> **TASK INPUTS**

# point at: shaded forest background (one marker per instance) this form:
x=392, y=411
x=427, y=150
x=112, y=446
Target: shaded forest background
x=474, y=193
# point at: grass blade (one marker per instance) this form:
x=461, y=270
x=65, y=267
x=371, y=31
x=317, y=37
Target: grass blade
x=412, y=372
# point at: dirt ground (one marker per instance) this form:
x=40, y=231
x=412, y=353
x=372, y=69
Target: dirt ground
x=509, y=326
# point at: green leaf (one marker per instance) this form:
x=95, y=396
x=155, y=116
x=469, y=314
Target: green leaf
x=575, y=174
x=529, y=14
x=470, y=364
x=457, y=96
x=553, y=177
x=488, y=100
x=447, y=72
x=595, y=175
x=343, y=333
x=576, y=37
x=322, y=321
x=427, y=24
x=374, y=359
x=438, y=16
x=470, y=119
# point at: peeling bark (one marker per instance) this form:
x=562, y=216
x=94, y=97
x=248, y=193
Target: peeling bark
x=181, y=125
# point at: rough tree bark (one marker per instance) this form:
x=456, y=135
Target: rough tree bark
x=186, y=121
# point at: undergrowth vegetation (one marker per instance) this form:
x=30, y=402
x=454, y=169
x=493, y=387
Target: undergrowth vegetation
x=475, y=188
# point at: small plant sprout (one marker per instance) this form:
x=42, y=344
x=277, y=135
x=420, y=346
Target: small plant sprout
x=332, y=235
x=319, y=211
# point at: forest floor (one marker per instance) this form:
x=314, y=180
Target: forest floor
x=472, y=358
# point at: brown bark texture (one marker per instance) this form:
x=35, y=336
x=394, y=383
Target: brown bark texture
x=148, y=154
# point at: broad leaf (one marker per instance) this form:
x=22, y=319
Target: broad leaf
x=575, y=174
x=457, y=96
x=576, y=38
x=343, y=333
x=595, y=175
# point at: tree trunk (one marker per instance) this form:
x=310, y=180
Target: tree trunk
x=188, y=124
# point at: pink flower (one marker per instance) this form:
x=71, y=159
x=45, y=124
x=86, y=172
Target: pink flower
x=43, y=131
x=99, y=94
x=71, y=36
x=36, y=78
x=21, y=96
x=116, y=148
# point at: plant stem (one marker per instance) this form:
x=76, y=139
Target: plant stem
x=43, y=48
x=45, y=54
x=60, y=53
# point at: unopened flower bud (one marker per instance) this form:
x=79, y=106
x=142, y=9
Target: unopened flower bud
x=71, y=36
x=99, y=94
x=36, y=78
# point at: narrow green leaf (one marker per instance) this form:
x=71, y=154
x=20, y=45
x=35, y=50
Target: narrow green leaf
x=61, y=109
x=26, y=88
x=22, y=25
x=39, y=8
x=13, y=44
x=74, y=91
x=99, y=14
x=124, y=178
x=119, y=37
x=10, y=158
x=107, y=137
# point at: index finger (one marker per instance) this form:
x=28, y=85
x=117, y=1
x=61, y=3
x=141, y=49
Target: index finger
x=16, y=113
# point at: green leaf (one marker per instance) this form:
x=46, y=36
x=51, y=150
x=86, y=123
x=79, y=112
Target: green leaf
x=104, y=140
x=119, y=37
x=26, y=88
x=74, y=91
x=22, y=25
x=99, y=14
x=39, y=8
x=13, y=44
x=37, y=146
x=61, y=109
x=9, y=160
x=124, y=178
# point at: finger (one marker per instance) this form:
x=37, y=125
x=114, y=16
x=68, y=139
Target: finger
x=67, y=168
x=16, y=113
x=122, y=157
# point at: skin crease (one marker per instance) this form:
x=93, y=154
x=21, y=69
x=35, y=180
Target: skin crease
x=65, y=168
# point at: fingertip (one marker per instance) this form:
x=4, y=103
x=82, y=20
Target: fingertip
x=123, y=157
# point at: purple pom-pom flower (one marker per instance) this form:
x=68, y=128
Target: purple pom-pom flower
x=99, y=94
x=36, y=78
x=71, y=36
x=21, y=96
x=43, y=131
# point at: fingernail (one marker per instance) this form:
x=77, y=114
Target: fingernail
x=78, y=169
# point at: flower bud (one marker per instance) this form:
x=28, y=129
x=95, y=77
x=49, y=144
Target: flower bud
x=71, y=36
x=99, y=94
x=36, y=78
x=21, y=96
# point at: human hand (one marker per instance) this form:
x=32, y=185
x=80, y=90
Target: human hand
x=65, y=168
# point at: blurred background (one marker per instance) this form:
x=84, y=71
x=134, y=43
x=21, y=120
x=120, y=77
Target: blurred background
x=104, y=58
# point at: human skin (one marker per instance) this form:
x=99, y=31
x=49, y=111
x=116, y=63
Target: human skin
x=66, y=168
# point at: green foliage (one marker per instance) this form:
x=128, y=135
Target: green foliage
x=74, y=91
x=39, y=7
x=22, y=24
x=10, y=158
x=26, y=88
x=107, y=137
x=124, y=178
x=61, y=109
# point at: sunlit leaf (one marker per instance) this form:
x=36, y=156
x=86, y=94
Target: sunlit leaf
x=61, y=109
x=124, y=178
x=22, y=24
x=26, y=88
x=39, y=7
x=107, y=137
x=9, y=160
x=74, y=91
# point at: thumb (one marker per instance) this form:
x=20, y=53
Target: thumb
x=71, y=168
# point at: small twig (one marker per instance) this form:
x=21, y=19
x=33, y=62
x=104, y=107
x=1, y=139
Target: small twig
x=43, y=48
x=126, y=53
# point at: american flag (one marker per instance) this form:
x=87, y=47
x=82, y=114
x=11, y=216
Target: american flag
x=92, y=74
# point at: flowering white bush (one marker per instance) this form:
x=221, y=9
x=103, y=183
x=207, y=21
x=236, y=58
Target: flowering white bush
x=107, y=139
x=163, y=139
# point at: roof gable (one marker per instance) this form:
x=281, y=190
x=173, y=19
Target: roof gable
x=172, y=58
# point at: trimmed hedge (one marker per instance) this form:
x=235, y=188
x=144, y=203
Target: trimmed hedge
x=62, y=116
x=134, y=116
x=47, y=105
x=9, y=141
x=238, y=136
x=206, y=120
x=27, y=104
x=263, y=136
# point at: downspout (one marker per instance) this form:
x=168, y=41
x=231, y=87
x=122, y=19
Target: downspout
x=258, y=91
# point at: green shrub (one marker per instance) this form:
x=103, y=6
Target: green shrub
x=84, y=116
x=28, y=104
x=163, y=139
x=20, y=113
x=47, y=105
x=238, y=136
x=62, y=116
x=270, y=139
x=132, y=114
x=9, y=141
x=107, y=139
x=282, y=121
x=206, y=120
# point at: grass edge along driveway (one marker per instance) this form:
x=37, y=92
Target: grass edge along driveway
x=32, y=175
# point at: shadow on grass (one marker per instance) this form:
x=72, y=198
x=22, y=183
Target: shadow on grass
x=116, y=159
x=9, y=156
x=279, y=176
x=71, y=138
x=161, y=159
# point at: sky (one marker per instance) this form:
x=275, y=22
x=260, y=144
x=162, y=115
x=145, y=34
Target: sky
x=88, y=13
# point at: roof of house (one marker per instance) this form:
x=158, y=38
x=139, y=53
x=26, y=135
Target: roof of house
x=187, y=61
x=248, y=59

> **AIM OF THE TASK**
Each entry must be reproduced exactly, with nothing added or dropped.

> **EXERCISE SOLUTION**
# point at: shaded forest background (one marker per instance) this form:
x=392, y=411
x=427, y=150
x=112, y=446
Target: shaded forest background
x=474, y=193
# point at: grass blade (one marker per instance) this form:
x=461, y=270
x=65, y=267
x=371, y=31
x=317, y=37
Target: grass blade
x=412, y=372
# point at: dirt ground (one marker per instance) this form:
x=40, y=231
x=412, y=353
x=372, y=69
Target: dirt ground
x=509, y=326
# point at: green leaf (one marker per instance) this form:
x=95, y=396
x=155, y=116
x=469, y=314
Target: green leaf
x=575, y=174
x=529, y=14
x=470, y=364
x=457, y=96
x=553, y=177
x=488, y=100
x=447, y=72
x=595, y=175
x=343, y=333
x=576, y=37
x=322, y=321
x=427, y=24
x=374, y=359
x=438, y=16
x=470, y=119
# point at: peeling bark (one marker per instance) this form:
x=562, y=216
x=94, y=97
x=248, y=193
Target: peeling bark
x=181, y=125
# point at: rough tree bark (one marker per instance) this form:
x=456, y=135
Target: rough tree bark
x=186, y=121
# point at: undergrowth vegetation (one marker per instance) this form:
x=30, y=402
x=454, y=169
x=493, y=387
Target: undergrowth vegetation
x=475, y=188
# point at: small plant sprout (one marker per instance) this form:
x=42, y=344
x=277, y=135
x=420, y=346
Target: small plant sprout
x=332, y=235
x=319, y=211
# point at: forest floor (one marker per instance) this form:
x=314, y=180
Target: forest floor
x=472, y=358
# point at: brown bark texture (one marker per instance) this form:
x=35, y=336
x=394, y=383
Target: brown bark texture
x=148, y=154
# point at: broad leaf (one marker per instance) this form:
x=22, y=319
Target: broad leaf
x=575, y=174
x=457, y=96
x=576, y=38
x=343, y=333
x=595, y=175
# point at: tree trunk (one marker per instance) this form:
x=310, y=180
Target: tree trunk
x=188, y=124
# point at: pink flower (one marker per instance) this form:
x=71, y=159
x=45, y=124
x=86, y=172
Target: pink flower
x=43, y=131
x=99, y=94
x=71, y=36
x=36, y=78
x=21, y=96
x=116, y=148
# point at: plant stem (one marker per instance) this form:
x=76, y=139
Target: plant stem
x=43, y=48
x=45, y=54
x=60, y=53
# point at: unopened flower bud (one marker per instance) this form:
x=79, y=106
x=142, y=9
Target: unopened flower bud
x=71, y=36
x=99, y=94
x=36, y=78
# point at: narrow green leaf (one marker per instance) this form:
x=71, y=154
x=20, y=45
x=35, y=50
Target: narrow green leaf
x=61, y=109
x=26, y=88
x=22, y=25
x=39, y=8
x=13, y=44
x=74, y=91
x=99, y=14
x=124, y=178
x=119, y=37
x=10, y=158
x=107, y=137
# point at: index finger (one marker per instance) this form:
x=28, y=85
x=117, y=1
x=61, y=3
x=141, y=49
Target: index finger
x=16, y=113
# point at: green leaf (one marker per instance) this form:
x=46, y=36
x=51, y=150
x=86, y=123
x=79, y=112
Target: green leaf
x=104, y=140
x=119, y=37
x=26, y=88
x=74, y=91
x=22, y=25
x=99, y=14
x=39, y=8
x=13, y=44
x=37, y=146
x=61, y=109
x=9, y=160
x=124, y=178
# point at: finger (one marker per instance) this form:
x=37, y=125
x=114, y=16
x=68, y=139
Target: finger
x=67, y=168
x=16, y=113
x=122, y=157
# point at: skin crease (one marker per instance) this form:
x=93, y=154
x=21, y=69
x=35, y=180
Target: skin crease
x=65, y=168
# point at: fingertip (one marker per instance) this form:
x=4, y=103
x=82, y=20
Target: fingertip
x=123, y=157
# point at: purple pom-pom flower (one marker per instance) this form:
x=68, y=128
Target: purple pom-pom flower
x=99, y=94
x=36, y=78
x=71, y=36
x=21, y=96
x=43, y=131
# point at: fingernail (one marker per instance) this form:
x=77, y=114
Target: fingernail
x=78, y=169
# point at: flower bud (one marker per instance) this form:
x=28, y=129
x=95, y=77
x=49, y=144
Target: flower bud
x=71, y=36
x=99, y=94
x=36, y=78
x=21, y=96
# point at: human hand (one marker per instance) this form:
x=32, y=185
x=80, y=90
Target: human hand
x=65, y=168
# point at: blurred background (one marker per instance) this form:
x=84, y=71
x=134, y=43
x=21, y=120
x=120, y=77
Target: blurred background
x=104, y=58
# point at: human skin (one marker per instance) this form:
x=99, y=31
x=49, y=111
x=116, y=63
Target: human skin
x=66, y=168
# point at: green foliage (one marker per instance) this form:
x=128, y=135
Target: green foliage
x=74, y=91
x=39, y=7
x=22, y=24
x=10, y=158
x=26, y=88
x=107, y=137
x=124, y=178
x=61, y=109
# point at: sunlit leaf (one marker per instance) this form:
x=36, y=156
x=86, y=94
Target: sunlit leaf
x=61, y=109
x=124, y=178
x=22, y=24
x=26, y=88
x=39, y=7
x=107, y=137
x=9, y=160
x=74, y=91
# point at: thumb (one marker per instance) this form:
x=20, y=53
Target: thumb
x=71, y=168
# point at: small twig (one marker per instance) this form:
x=21, y=19
x=33, y=62
x=104, y=107
x=1, y=139
Target: small twig
x=43, y=48
x=126, y=53
# point at: american flag (one marker per instance) this form:
x=87, y=47
x=82, y=114
x=11, y=216
Target: american flag
x=92, y=74
# point at: flowering white bush (one marker per instance) this form:
x=221, y=9
x=103, y=183
x=207, y=21
x=236, y=58
Target: flowering white bush
x=107, y=139
x=163, y=139
# point at: roof gable (one marker per instance) this form:
x=281, y=190
x=173, y=19
Target: roof gable
x=172, y=58
# point at: trimmed hedge (one marker per instance) this form:
x=235, y=188
x=144, y=203
Target: trimmed hedge
x=62, y=116
x=134, y=116
x=47, y=105
x=9, y=141
x=238, y=136
x=206, y=120
x=27, y=104
x=263, y=136
# point at: downspout (one marker per instance) this form:
x=168, y=41
x=231, y=87
x=122, y=19
Target: downspout
x=258, y=91
# point at: green shrub (one marker per instance) this form:
x=103, y=6
Target: green shrub
x=84, y=116
x=28, y=104
x=163, y=139
x=20, y=113
x=47, y=105
x=238, y=136
x=62, y=116
x=270, y=139
x=132, y=114
x=9, y=141
x=107, y=139
x=282, y=121
x=206, y=120
# point at: grass edge along driveway (one marker per instance) this form:
x=37, y=92
Target: grass edge along driveway
x=32, y=175
# point at: shadow on grass (one marker per instance) this form:
x=72, y=198
x=22, y=183
Target: shadow on grass
x=116, y=159
x=9, y=156
x=279, y=176
x=71, y=138
x=161, y=159
# point at: sky (one marker per instance) this form:
x=275, y=22
x=260, y=144
x=162, y=115
x=145, y=34
Target: sky
x=88, y=13
# point at: roof of house (one marker per instance) this form:
x=158, y=38
x=139, y=53
x=26, y=135
Target: roof of house
x=187, y=61
x=248, y=59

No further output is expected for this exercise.